What is required:
Please state what share of the population African-Americans make up, according to the opinion piece on violence in the Bayview District.

Text segment:
-.-.-
African-Americans need voice

By Anthony Clay

The recent violence on Asian-Americans in San Francisco’s Bayview District is a travesty. And no one in his or her right mind would dare imply that the attack and death of Sheng Yu in Oakland was anything other than tragic. However, the current media spike covering the recent Asian-American victims in the Bayview District is another example of the juxtaposition between the value of a model minority to American society versus an African-American to American society.

African-Americans make up only seven percent of the population while Asian-Americans make up thirty, but according to sfgate.com, despite the smaller number of people, the African-American victim rate in San Francisco is still two percentage points higher than that of the Asian-American victim rate. Black-on-black crime and police-on-black crime are daily occurrences in the Bayview and yet, The Chronicle deems these events too common, or possibly unimportant, to cover in its paper.
-.-.-
Provided information:

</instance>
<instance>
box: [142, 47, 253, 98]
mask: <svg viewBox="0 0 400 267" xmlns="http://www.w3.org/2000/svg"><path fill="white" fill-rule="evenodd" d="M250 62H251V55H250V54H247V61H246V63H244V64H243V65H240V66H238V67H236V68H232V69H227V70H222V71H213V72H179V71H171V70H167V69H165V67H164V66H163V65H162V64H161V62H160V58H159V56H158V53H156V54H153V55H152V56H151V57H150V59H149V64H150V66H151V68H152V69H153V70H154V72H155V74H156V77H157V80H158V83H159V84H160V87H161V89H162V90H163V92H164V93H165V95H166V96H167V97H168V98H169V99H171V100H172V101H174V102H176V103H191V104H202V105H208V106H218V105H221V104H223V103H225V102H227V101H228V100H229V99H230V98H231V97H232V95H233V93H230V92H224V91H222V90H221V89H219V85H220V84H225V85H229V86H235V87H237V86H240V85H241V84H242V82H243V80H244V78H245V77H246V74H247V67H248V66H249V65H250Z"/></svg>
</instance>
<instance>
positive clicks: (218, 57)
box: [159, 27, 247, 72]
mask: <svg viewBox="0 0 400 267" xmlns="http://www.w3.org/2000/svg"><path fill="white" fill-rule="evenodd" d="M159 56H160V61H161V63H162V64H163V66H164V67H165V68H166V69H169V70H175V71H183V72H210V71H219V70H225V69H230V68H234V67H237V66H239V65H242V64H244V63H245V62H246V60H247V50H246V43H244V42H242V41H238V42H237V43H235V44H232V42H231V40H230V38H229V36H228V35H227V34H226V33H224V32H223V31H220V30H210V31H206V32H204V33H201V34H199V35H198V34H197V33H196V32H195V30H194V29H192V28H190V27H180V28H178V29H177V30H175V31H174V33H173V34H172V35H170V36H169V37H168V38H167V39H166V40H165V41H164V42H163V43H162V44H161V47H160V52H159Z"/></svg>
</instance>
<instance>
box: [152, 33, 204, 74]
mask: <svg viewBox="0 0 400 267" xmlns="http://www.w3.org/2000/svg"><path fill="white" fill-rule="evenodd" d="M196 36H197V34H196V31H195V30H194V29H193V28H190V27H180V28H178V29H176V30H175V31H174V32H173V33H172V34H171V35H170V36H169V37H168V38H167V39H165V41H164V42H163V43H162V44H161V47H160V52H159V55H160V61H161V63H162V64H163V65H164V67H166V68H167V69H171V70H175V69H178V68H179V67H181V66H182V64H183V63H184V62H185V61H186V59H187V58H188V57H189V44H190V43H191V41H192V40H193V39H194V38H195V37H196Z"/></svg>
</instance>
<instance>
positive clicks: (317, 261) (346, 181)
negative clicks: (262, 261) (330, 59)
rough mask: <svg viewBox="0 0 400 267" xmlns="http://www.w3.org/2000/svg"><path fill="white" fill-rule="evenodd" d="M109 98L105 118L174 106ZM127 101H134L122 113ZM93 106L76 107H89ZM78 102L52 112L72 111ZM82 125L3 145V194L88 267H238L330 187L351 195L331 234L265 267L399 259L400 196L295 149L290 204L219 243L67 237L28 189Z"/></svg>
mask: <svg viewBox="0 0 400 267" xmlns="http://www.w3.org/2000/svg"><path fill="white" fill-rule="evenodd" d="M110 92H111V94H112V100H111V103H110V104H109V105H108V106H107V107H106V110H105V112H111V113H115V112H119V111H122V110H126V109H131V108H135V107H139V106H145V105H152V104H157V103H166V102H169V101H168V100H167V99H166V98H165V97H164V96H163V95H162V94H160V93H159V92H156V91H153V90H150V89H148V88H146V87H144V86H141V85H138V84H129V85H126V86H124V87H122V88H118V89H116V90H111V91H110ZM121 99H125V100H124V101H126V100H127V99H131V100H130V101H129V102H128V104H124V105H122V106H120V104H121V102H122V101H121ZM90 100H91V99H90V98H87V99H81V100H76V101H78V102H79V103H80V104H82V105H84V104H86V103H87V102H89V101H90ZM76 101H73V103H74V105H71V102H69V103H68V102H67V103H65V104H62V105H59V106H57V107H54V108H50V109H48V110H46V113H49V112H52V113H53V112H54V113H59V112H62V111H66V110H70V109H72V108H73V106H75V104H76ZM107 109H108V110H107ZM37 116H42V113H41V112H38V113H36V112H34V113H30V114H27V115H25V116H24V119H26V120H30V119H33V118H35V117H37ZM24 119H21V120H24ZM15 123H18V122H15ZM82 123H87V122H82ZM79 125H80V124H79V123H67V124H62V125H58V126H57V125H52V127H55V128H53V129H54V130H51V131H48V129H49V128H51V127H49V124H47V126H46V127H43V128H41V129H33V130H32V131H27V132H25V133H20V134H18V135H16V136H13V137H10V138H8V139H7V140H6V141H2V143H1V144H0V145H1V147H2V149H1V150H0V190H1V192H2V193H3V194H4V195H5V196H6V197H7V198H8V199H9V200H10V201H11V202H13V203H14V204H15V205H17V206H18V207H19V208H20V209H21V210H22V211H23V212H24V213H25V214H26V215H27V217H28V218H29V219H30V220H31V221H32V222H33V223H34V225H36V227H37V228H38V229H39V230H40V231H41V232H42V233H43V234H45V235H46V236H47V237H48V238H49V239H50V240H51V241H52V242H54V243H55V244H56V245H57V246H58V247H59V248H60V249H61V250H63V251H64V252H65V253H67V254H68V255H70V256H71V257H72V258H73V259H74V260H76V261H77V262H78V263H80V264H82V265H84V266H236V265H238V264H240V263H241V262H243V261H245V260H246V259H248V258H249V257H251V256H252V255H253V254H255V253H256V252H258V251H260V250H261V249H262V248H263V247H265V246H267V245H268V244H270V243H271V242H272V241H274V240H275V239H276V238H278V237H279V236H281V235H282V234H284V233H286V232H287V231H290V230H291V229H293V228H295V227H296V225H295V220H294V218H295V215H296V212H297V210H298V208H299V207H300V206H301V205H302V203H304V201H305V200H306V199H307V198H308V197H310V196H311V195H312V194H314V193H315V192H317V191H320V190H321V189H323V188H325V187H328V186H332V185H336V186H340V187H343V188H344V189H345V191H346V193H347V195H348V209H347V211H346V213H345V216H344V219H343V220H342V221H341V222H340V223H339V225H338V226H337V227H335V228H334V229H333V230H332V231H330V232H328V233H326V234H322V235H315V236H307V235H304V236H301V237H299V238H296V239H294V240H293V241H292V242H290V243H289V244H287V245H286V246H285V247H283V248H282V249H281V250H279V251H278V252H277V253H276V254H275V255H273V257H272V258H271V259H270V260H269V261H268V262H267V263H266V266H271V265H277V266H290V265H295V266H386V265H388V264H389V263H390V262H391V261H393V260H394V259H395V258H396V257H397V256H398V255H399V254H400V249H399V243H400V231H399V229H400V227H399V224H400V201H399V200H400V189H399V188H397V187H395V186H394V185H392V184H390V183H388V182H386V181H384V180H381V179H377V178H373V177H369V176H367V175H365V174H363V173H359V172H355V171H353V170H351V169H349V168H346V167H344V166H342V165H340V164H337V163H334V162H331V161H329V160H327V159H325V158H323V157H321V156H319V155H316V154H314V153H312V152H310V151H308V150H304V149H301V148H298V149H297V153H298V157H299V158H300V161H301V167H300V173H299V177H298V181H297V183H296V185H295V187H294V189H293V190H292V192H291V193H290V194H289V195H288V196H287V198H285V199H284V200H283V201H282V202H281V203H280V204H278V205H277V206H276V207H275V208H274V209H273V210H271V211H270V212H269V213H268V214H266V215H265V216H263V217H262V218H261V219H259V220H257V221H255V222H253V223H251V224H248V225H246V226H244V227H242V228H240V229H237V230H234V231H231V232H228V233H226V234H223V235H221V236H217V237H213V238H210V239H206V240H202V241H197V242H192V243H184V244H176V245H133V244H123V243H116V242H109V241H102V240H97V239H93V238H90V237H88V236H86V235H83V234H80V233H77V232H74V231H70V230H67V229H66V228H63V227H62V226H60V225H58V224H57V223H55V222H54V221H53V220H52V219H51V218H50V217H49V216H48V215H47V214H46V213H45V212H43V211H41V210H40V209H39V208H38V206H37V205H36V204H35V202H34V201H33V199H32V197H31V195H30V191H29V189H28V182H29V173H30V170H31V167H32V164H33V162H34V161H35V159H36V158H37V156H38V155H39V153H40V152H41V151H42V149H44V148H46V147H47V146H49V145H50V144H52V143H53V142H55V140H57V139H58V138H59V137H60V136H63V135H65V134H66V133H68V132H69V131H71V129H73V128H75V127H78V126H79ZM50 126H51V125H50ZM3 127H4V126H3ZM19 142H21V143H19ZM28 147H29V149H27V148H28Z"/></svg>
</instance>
-.-.-
Answer section:
Seven percent.